[THE DATA — start]

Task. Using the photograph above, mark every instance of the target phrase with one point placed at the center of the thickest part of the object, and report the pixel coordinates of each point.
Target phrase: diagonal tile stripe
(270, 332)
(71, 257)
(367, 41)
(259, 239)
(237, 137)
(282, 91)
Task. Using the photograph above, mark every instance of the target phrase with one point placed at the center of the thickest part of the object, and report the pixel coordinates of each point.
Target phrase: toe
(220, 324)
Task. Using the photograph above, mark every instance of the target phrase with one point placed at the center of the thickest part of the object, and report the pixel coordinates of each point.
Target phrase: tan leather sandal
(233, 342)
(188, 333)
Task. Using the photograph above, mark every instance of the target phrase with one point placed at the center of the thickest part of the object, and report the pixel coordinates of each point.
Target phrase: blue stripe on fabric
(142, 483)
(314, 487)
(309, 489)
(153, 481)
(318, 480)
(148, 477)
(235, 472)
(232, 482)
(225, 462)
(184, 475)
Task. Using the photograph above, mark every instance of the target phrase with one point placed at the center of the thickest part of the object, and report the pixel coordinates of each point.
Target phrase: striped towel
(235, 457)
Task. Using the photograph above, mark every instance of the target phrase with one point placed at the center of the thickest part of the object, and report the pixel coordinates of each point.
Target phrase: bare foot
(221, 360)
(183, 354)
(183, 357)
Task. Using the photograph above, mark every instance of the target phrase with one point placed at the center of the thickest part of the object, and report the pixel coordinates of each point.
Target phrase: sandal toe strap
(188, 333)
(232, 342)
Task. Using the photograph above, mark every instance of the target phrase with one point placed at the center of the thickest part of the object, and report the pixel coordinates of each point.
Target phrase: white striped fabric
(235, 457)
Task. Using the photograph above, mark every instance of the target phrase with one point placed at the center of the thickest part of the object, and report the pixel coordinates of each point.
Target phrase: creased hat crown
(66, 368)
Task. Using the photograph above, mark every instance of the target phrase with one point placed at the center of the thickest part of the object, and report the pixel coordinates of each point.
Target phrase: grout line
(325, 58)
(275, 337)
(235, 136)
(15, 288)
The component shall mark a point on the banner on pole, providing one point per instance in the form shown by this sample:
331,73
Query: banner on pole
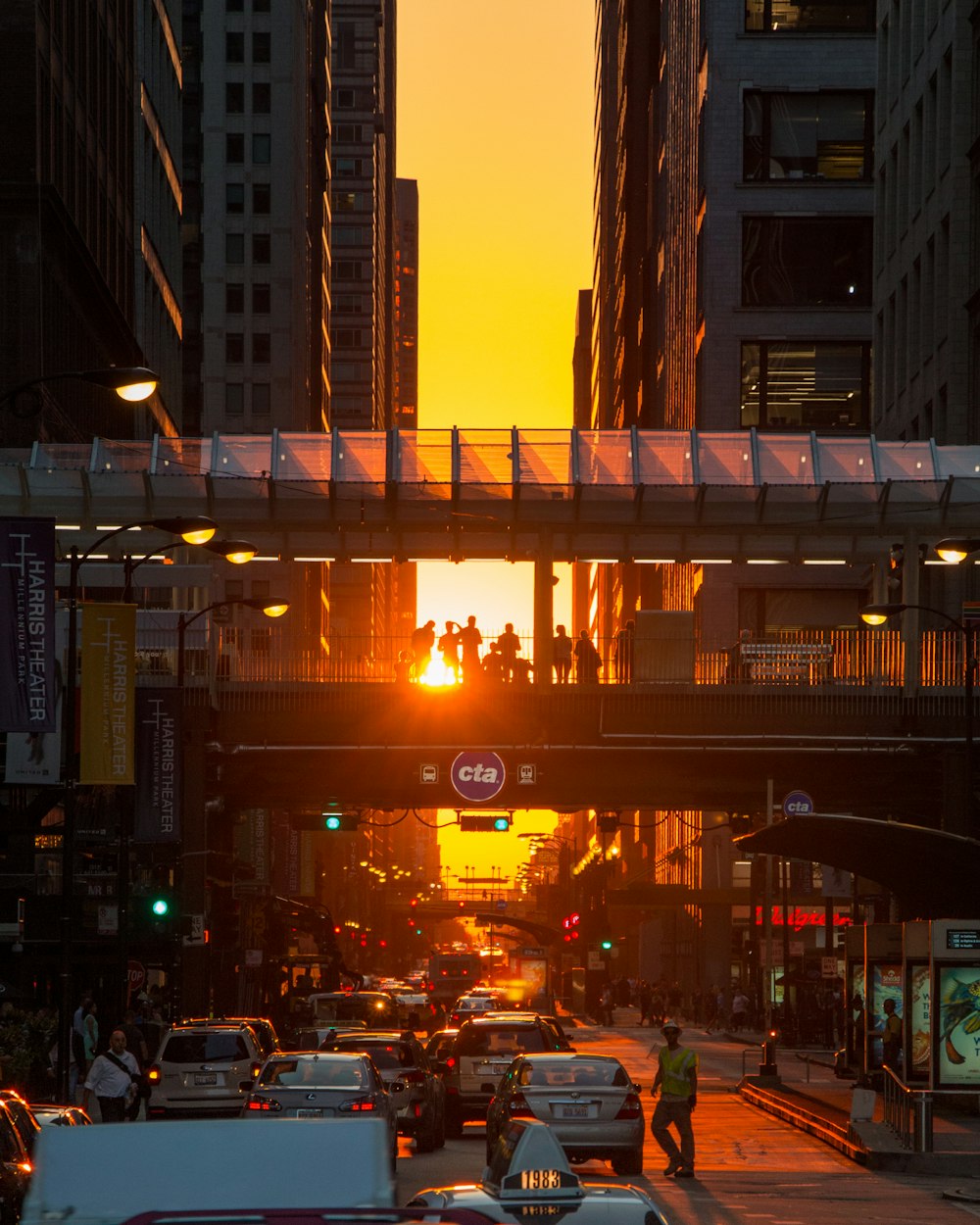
27,658
108,691
158,767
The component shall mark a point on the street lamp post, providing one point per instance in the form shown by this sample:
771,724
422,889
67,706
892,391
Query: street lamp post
878,613
192,530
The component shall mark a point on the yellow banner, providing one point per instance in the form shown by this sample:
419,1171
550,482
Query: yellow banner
108,694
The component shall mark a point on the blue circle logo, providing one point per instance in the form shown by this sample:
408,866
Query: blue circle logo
478,775
798,804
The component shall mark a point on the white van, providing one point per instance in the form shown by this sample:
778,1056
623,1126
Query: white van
101,1179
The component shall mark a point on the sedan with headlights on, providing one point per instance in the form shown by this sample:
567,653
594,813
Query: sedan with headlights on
310,1084
588,1102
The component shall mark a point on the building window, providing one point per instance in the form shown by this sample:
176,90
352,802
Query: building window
807,261
234,400
807,385
816,18
823,136
261,400
261,199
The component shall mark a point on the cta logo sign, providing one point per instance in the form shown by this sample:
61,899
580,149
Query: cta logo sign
798,804
478,775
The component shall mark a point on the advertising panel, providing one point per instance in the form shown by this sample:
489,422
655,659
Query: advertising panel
920,1025
958,1030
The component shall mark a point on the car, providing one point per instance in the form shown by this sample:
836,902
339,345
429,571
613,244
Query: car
469,1005
528,1176
263,1028
376,1008
484,1050
322,1084
589,1102
60,1116
417,1093
15,1167
202,1069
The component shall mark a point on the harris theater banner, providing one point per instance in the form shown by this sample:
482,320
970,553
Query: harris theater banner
108,714
158,765
27,658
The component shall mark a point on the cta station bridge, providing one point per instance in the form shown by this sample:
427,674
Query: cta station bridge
549,496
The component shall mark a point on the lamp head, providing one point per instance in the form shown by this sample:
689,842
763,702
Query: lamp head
877,613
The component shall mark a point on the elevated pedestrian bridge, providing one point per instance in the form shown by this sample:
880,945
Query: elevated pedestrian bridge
555,495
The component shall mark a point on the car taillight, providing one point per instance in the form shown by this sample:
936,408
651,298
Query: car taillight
518,1107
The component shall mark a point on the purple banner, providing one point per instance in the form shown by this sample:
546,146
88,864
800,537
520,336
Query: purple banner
158,774
27,660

[THE DATA — finish]

• _EXERCISE INSTRUCTIONS_: Exactly as they stand, the entries must be written out again, pictures excluded.

• _REPLY_:
Task. Using the photograph above, mark every instance of the target phrase with one point placed at the center of the thickest part of the object, and report the pixel coordinates of each point.
Target phrase: diagonal tile stripe
(270, 332)
(71, 257)
(367, 41)
(259, 239)
(237, 137)
(282, 91)
Task. Using the photograph above, mark every instance of the target phrase with one point placed at the center of the thickest part of the object, and report the pixel coordinates of each point.
Target phrase: toe
(220, 324)
Task. Using the photograph above, mark every instance of the target phrase with one point placed at the center of the thickest part of the object, and report the pixel coordinates of each point.
Target phrase: tan leather sandal
(233, 342)
(188, 333)
Task. Using the photograph above, mark every instance of the target phrase with one point placed at the center of the thickest part of the object, and report the pixel coordinates of each point.
Target phrase: blue stripe on fabric
(142, 483)
(314, 487)
(309, 489)
(153, 481)
(318, 480)
(148, 477)
(235, 472)
(232, 482)
(225, 462)
(184, 475)
Task. Using the photograph above, mark every instance of the target phrase with one point placed at the center of the thickest part of the object, and report the pixel coordinates of each point.
Target phrase: striped towel
(235, 457)
Task. Using the photograph above, mark every instance of the target phrase with one point placed at the center of the thickest part of the object, and report the pixel coordinates of each point.
Target phrase: bare foot
(221, 360)
(183, 354)
(183, 357)
Task. Using the photograph above, mark every instance of the target phrase with one point placed at the center of the thickest part of the object, and report the pixel coordinates of each point.
Target phrase: sandal toe strap
(188, 333)
(232, 342)
Task. Using the photograph above, mark every instance of the target phrase with one point placed at the center of the thickest part of the object, and report the pixel coordinates of each point.
Target phrase: white striped fabric
(235, 457)
Task. Using the photograph above, mark every instance of the target phrase with one point placed at the center of the thickest part of the object, and report the pixel coordinates of each point.
Target phrase: creased hat crown
(66, 368)
Task. Using the photograph above, mark every instance of the target phrase with one point placed at the center of the thickest part of the object, and report the pixel coordinates of each point.
Target phrase: grout line
(325, 58)
(275, 337)
(235, 136)
(15, 288)
The component shall mark a point on the banner on pole, providing one point per instance in the form shown by this sample:
331,73
Query: banner on pole
27,658
108,691
158,767
The component shall mark a point on the street lamp post, providing one point per instance in the form shown by this sample:
771,724
422,889
67,706
892,391
Query: street lamp post
878,613
192,530
The component shall mark a point on the yellow banner, providing one point per instance in the form shown by this sample:
419,1171
550,482
Query: yellow banner
108,694
The component shall mark a point on the blue circle logo, providing one point per instance in the form shown by this sample:
408,866
Query: blue circle logo
478,775
798,804
The component shall mark a point on the white van, providing one point per instance in the form shown by this sample:
778,1056
623,1126
Query: white van
101,1179
The component shall mark a point on the sedan with headlights on, providing one point per instance in the form shown by this sample:
567,653
594,813
Query: sedan with headlights on
310,1084
588,1102
The component shall mark a point on the building window, providing one point per instance in the form shown by this sample:
176,90
352,802
Query: building window
807,261
234,400
807,385
816,18
823,136
261,400
261,199
The component shall mark a point on the cta logo sign, providing one point per instance in the form shown by this sample:
61,899
580,149
Query: cta logo sign
798,804
478,775
The component shall mark a point on the advertising panel, providing one point per instance in the form shown by this sample:
489,422
655,659
Query: advertising panel
920,1025
958,1030
The component shall mark a point on the car, providing one point per instance in the form shown by this sample:
836,902
339,345
429,571
613,244
Query: car
469,1005
528,1176
263,1028
376,1008
484,1050
322,1084
589,1102
60,1116
417,1093
15,1167
202,1069
The component shall mark a point on the harris theater banner, providing one point per instance in the form shown by this sample:
482,320
970,553
Query: harris theater banner
108,714
158,765
27,658
The component shall mark a point on the cta station bridge, providing one point per instance in the form shown by this sample:
427,674
Query: cta station bridge
549,496
The component shall mark a point on the lamp head, providing one point per instance in the form shown by this sample:
689,842
763,702
Query: lamp head
877,613
The component shall mark a point on the elevated pedestrian bridge, providing one point per instance in the form shown by this sample:
880,945
Query: elevated pedestrian bridge
555,495
The component shall mark a point on the car taillight, providing one point per instance in the form shown by this sample:
936,408
651,298
Query: car taillight
518,1107
The component shall mark a point on the purple banner, providing one point per instance in the form shown by this sample:
546,146
88,864
800,537
520,336
Query: purple banner
158,774
27,660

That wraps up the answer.